• **Your objective**
Can you arrange the material below as a Markdown table with the columns Number and Entry, starting at its first line and ending at the line that contains "121 189 L 125", both ends included and blank lines omitted?

• **Material shown**
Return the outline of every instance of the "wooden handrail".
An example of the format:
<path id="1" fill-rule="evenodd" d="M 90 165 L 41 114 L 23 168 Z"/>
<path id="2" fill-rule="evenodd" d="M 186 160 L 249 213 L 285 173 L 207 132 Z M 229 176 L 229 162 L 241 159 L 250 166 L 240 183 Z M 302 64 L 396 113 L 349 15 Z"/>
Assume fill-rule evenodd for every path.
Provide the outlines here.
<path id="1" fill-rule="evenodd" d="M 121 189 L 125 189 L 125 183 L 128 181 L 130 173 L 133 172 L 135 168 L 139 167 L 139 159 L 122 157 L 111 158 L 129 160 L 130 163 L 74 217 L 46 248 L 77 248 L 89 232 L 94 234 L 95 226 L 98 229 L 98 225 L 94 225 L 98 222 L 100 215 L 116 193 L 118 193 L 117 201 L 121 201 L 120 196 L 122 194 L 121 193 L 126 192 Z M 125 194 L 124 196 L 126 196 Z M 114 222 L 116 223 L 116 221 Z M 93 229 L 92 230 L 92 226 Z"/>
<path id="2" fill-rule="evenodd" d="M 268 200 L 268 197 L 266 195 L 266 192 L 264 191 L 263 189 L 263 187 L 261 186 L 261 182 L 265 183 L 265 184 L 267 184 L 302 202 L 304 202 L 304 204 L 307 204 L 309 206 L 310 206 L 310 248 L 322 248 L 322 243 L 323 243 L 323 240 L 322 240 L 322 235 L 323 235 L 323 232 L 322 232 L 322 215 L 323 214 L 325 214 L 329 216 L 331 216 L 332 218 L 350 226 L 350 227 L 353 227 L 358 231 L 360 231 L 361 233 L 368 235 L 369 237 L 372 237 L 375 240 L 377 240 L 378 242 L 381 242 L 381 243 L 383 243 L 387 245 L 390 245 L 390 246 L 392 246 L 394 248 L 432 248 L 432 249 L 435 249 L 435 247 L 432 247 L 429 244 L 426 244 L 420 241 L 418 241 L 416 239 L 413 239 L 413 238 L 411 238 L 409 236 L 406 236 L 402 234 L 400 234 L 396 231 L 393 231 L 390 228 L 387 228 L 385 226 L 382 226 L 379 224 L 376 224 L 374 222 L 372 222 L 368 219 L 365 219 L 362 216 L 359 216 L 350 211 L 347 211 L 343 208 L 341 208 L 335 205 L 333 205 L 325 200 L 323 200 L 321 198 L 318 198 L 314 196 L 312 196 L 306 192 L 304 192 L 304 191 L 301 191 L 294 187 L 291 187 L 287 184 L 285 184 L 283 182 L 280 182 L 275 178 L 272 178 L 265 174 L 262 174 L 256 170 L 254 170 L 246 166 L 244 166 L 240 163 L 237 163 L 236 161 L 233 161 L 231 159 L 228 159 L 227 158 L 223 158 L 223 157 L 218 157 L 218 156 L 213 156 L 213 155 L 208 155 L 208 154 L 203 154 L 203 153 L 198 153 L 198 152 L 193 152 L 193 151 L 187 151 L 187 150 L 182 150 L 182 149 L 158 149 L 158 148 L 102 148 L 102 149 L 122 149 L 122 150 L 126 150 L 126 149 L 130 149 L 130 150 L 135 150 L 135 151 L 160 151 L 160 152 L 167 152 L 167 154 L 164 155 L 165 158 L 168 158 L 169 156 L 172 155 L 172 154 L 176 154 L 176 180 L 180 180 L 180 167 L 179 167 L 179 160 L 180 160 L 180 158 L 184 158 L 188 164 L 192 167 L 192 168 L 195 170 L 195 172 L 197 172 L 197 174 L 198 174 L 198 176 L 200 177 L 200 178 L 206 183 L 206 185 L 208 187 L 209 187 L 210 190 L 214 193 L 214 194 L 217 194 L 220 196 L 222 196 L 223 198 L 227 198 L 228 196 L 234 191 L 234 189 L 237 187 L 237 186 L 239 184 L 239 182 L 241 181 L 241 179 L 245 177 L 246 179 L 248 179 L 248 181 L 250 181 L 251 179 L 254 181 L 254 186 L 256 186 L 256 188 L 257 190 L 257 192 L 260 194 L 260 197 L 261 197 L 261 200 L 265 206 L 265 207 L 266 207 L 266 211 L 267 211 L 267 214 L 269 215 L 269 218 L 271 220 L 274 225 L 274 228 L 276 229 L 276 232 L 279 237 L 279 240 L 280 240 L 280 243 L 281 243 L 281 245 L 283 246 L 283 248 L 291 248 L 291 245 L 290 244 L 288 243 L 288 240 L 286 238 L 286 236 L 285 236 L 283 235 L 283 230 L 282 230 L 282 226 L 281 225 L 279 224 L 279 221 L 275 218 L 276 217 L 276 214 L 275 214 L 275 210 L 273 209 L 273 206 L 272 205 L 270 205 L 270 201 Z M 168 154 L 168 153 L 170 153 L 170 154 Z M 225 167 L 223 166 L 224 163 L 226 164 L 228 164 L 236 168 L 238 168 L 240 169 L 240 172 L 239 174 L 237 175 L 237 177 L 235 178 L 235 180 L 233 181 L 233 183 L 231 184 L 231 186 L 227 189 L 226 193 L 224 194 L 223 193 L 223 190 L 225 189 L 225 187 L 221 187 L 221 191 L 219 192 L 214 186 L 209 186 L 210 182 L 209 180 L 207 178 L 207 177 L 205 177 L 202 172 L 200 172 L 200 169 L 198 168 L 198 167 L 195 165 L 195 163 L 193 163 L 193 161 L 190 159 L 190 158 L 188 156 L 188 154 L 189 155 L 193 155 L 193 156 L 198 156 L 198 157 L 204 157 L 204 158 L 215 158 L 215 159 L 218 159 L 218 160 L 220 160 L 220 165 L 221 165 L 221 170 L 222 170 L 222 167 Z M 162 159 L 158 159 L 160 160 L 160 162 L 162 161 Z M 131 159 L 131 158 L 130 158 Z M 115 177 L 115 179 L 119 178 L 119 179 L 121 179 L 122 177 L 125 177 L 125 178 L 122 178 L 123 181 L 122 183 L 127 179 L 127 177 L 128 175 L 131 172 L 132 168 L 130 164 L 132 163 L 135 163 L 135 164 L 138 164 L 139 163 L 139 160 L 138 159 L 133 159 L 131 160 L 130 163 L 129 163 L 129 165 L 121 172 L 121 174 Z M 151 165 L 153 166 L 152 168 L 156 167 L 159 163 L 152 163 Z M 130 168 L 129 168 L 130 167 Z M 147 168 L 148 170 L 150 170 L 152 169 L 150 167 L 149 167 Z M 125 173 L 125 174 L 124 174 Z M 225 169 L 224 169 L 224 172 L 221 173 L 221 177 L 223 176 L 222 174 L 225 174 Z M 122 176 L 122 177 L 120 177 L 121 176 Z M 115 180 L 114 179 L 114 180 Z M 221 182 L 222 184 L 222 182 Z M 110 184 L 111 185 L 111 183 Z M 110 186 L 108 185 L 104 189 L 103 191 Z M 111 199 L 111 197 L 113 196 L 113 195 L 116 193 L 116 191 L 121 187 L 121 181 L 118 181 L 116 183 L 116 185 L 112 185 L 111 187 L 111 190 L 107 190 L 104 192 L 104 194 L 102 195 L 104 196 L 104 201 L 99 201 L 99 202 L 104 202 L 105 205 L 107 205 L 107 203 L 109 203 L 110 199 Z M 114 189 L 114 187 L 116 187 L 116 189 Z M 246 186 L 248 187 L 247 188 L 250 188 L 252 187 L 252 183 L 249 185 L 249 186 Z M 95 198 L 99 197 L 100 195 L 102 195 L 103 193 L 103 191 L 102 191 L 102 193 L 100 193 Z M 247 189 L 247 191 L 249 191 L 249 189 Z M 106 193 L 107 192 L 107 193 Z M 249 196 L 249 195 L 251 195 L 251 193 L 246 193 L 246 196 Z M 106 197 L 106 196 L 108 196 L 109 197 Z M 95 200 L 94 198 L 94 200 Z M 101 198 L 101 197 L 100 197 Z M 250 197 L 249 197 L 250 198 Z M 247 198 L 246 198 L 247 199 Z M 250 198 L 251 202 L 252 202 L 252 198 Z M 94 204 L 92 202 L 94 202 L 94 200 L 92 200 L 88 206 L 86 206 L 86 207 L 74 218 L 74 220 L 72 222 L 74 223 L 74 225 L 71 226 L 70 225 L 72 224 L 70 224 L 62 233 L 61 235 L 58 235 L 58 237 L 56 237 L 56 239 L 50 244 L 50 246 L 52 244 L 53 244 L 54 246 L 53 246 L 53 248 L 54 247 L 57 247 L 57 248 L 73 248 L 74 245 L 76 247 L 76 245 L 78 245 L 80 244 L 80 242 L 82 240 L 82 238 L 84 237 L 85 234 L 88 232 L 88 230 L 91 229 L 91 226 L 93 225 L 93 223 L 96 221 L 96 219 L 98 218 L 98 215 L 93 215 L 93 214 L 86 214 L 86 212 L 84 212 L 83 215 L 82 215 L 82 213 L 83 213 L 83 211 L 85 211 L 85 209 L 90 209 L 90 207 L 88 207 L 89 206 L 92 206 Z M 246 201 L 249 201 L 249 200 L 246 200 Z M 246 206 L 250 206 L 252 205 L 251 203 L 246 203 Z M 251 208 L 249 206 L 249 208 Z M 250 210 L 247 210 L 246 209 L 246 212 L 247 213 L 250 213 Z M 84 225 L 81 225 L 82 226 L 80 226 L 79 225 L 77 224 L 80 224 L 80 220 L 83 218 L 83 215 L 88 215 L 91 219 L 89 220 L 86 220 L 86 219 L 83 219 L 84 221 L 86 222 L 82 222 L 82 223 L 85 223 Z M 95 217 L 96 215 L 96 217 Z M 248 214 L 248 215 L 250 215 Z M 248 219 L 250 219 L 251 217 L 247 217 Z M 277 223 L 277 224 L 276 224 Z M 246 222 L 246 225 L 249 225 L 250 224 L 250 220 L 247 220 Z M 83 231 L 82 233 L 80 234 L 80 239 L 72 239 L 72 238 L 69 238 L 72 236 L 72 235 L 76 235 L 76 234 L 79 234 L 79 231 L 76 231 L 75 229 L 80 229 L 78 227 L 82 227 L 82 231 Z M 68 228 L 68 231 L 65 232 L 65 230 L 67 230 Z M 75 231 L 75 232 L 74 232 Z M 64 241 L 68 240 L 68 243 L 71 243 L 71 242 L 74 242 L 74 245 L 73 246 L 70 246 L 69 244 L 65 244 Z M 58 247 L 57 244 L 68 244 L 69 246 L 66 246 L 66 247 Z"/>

• **Complete output**
| Number | Entry |
|---|---|
| 1 | Return the outline of every instance of the "wooden handrail". |
| 2 | An example of the format: |
| 3 | <path id="1" fill-rule="evenodd" d="M 90 165 L 41 114 L 23 168 Z"/> |
| 4 | <path id="2" fill-rule="evenodd" d="M 186 160 L 249 213 L 285 173 L 207 132 Z M 229 176 L 229 162 L 241 159 L 250 166 L 240 183 Z M 302 64 L 396 113 L 349 15 Z"/> |
| 5 | Assume fill-rule evenodd for every path. |
| 6 | Provide the outlines here. |
| 7 | <path id="1" fill-rule="evenodd" d="M 121 189 L 125 189 L 125 183 L 128 181 L 130 173 L 133 172 L 135 168 L 139 167 L 139 159 L 122 157 L 111 158 L 129 160 L 130 163 L 74 217 L 46 248 L 77 248 L 89 232 L 94 234 L 95 226 L 98 229 L 98 225 L 94 225 L 98 222 L 100 215 L 116 193 L 118 193 L 117 201 L 121 201 L 120 196 L 122 194 L 121 193 L 126 192 Z M 125 194 L 124 196 L 126 196 Z M 114 222 L 116 223 L 116 221 Z M 93 229 L 92 230 L 92 226 Z"/> |